September 3, 2005
With diesel prices rising above three dollars a gallon in the wake of Hurricane Katrina, many diesel-driving motorists are seeking cheaper, alternative fuels. And for consumers wishing to buy in bulk, that opportunity has arisen.
Biodiesel is a biodegradable diesel fuel made from renewable materials such as vegetable oil, tallow and recycled cooking oil. The fumes from biodiesel engines are shown to be better for the environment than petrodiesel, and the exhaust smells like french fries, according to some.
Currently, the only two places to buy biodiesel in the valley are Clem’s Country Store in Odell, which sells a 20 percent blend (B20) for around $3.10 a gallon, and Valley Ag Service, Inc., in Parkdale, which sells a 99 percent blend (B99) in either 55- or 275-gallon containers for around $3 a gallon.
The primary local connection to biodiesel stems from Camille Hukari, a valley orchardist whose diesel-run farm equipment used to produce exhaust that would make her violently ill.
“It made me sicker than hell,” she said. “Within 30 minutes, I’d be throwing up.” The problem would be so bad that Hukari would generally have to stop working halfway through the day.
That was the case, anyway, until her husband, Jerry Tausend, started fueling the tractors with biodiesel.
“I sent out a survey last summer to growers in the valley, and asked them if they would be willing to pay more for biodiesel,” Tausend said. “The majority of those who responded said that they would, so I contacted SeQuential Biofuels and Valley Ag.”

Given task 1 => Duplicate the passage of the biodiesel article starting at "Biodiesel is a" and ending at "according to some.".
Given task 2 => In the biodiesel article, what blend of biodiesel does Clem's Country Store in Odell sell?

Supplied entries =>

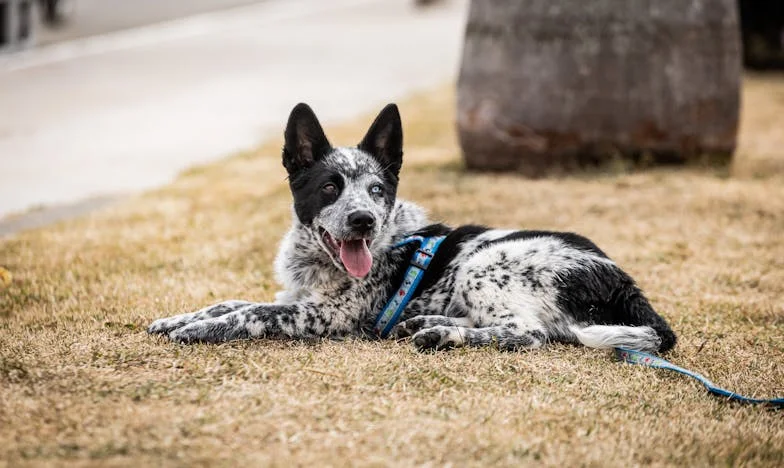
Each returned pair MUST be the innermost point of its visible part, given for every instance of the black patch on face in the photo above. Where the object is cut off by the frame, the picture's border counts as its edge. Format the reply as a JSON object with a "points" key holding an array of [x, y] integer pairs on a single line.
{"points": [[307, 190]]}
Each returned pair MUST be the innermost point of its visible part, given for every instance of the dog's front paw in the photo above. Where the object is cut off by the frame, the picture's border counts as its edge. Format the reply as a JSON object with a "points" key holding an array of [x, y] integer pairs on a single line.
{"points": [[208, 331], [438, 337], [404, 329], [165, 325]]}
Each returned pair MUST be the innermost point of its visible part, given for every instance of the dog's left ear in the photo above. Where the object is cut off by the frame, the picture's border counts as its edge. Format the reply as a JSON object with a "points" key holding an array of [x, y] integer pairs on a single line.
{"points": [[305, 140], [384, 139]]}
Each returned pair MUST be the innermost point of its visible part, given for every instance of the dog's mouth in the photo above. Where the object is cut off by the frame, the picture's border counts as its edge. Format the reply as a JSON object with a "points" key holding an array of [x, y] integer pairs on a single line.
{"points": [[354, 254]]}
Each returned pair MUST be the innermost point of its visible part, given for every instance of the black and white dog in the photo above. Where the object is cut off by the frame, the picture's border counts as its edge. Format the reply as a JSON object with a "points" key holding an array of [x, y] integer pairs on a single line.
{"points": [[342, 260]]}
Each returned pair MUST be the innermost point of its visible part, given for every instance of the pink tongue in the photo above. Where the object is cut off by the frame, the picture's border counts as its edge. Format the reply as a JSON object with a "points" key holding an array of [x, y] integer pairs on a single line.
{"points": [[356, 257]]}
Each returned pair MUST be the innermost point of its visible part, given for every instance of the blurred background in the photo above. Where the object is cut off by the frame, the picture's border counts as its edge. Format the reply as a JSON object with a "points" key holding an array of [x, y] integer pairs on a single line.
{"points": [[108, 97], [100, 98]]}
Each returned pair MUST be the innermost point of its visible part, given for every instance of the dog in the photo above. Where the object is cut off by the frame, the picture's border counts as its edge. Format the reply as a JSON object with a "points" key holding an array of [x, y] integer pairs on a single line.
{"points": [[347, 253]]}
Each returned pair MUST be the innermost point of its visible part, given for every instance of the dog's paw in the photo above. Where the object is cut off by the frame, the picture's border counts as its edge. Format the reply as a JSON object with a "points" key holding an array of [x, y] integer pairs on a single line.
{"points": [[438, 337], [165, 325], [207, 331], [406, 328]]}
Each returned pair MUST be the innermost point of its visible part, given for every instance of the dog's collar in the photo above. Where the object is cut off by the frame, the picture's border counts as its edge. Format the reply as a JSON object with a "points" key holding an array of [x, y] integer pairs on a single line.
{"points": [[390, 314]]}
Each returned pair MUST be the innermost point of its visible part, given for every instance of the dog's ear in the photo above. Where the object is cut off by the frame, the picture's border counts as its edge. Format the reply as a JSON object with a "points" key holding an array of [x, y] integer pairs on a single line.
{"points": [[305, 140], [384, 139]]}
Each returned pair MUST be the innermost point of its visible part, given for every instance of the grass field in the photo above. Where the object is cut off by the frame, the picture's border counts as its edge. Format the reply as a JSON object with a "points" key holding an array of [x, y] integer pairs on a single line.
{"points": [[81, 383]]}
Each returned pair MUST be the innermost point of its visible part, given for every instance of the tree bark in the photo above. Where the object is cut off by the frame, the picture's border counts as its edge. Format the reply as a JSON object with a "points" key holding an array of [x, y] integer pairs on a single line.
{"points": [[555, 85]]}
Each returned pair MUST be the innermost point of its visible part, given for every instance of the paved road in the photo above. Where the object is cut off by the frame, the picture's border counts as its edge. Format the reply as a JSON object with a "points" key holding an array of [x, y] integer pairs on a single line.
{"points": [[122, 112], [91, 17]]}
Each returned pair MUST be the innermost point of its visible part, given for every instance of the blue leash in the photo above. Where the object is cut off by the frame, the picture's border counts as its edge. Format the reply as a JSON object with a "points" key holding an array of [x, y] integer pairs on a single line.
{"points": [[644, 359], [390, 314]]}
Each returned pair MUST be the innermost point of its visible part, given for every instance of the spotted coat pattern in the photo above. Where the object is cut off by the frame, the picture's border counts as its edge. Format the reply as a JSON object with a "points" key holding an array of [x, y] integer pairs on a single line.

Written answer 1 =>
Biodiesel is a biodegradable diesel fuel made from renewable materials such as vegetable oil, tallow and recycled cooking oil. The fumes from biodiesel engines are shown to be better for the environment than petrodiesel, and the exhaust smells like french fries, according to some.

Written answer 2 => A 20 percent blend (B20).